▶ _What you have to do_:
Copy the data below word for word, beginning at the line containing "Can you find the camouflage trousers?" and ending at the line containing "<point>139,188</point>", with both of those lines included.

==== Extracted material

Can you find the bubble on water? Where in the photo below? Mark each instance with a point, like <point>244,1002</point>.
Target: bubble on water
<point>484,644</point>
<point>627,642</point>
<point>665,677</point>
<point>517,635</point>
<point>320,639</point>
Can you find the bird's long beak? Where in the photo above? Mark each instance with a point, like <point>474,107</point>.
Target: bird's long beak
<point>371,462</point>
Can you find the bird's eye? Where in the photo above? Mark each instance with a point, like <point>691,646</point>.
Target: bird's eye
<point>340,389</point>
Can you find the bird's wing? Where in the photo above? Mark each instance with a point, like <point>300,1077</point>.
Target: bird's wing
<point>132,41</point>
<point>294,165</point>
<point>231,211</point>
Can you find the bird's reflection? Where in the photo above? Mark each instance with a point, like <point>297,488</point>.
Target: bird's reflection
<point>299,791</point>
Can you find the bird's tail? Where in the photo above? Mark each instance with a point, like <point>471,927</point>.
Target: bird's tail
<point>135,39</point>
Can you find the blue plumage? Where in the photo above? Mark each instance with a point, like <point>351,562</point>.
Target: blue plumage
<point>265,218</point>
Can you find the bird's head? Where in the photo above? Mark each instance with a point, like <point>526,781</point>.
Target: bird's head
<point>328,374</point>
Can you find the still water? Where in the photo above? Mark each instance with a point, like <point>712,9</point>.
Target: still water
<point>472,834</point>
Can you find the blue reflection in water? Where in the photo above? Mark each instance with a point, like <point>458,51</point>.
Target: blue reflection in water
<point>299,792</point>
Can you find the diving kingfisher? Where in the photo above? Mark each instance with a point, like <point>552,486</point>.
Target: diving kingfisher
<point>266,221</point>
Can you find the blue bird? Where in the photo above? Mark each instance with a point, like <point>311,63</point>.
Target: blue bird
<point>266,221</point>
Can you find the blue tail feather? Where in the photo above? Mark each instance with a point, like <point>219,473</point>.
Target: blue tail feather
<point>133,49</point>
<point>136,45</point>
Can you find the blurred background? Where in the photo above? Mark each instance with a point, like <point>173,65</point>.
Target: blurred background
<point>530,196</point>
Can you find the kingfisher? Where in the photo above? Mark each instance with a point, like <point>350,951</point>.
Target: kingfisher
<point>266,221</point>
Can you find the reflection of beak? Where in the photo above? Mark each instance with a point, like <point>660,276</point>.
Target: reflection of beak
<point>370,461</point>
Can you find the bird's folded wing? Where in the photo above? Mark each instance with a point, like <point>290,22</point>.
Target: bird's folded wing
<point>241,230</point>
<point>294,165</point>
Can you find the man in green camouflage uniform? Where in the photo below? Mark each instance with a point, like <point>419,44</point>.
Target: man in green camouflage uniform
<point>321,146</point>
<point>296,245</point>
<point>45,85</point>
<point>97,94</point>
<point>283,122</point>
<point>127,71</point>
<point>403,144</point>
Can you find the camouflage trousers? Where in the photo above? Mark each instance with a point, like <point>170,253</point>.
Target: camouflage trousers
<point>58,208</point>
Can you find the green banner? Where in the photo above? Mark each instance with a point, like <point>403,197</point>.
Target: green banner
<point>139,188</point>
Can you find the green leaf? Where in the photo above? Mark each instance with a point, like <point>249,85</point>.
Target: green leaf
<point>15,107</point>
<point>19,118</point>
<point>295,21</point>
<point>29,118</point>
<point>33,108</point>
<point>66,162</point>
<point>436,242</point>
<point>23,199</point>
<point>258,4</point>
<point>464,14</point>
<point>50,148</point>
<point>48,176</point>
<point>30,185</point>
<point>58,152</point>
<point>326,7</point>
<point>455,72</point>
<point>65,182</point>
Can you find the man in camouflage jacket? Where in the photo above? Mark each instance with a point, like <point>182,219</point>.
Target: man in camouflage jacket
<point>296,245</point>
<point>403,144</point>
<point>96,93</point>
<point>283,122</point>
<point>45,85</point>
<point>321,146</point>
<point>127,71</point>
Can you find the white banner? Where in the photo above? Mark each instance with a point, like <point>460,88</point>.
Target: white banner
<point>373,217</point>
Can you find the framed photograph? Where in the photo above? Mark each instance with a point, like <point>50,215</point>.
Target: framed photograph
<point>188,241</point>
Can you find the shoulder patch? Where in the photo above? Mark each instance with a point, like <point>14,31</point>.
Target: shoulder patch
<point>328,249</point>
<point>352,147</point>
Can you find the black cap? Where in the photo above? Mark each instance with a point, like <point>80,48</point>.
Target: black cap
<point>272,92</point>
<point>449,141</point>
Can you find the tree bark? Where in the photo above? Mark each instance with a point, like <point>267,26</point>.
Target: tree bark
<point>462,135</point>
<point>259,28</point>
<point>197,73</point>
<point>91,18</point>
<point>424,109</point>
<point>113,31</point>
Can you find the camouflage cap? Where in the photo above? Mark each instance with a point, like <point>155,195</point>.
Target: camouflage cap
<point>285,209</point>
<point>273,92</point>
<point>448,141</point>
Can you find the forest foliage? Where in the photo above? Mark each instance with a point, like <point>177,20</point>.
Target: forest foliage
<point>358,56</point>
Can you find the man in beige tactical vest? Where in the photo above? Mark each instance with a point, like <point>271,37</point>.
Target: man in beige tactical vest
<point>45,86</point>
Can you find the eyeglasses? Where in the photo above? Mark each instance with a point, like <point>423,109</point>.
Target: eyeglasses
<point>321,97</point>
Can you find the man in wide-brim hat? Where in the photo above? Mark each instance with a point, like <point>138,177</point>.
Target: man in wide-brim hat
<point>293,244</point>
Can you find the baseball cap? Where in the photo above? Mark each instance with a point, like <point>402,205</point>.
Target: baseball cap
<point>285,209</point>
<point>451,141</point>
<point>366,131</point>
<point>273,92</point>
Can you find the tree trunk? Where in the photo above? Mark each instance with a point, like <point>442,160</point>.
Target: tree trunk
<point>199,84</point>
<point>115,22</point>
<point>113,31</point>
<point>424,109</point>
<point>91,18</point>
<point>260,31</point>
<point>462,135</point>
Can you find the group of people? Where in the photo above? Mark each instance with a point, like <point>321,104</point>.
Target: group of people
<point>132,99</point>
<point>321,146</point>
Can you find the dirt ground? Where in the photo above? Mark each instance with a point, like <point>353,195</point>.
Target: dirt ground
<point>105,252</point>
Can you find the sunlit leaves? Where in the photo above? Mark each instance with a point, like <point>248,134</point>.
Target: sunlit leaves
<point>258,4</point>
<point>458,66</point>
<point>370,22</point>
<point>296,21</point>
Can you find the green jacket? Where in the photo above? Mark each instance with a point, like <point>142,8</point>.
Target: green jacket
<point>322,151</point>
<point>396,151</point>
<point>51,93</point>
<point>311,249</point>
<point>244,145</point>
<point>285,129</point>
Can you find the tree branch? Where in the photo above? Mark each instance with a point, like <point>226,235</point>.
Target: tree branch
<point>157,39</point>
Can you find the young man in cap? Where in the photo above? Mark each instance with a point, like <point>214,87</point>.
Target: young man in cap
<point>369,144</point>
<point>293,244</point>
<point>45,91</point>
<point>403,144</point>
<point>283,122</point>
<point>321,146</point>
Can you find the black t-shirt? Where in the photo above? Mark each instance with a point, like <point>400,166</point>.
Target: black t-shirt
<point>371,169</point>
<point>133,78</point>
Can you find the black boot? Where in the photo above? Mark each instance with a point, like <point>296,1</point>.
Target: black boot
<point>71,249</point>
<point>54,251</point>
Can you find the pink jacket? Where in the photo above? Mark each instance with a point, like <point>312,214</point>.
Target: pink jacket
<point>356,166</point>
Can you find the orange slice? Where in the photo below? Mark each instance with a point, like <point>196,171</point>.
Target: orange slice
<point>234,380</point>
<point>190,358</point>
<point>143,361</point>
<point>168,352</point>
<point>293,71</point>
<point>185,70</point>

========

▶ _The completed task_:
Can you find the camouflage trousers? Where in the photo above? Mark each instance with a point, like <point>170,253</point>.
Target: camouflage trousers
<point>58,208</point>
Can you find the green banner? Where in the photo above? Mark each instance with a point, like <point>403,197</point>.
Target: green banner
<point>139,188</point>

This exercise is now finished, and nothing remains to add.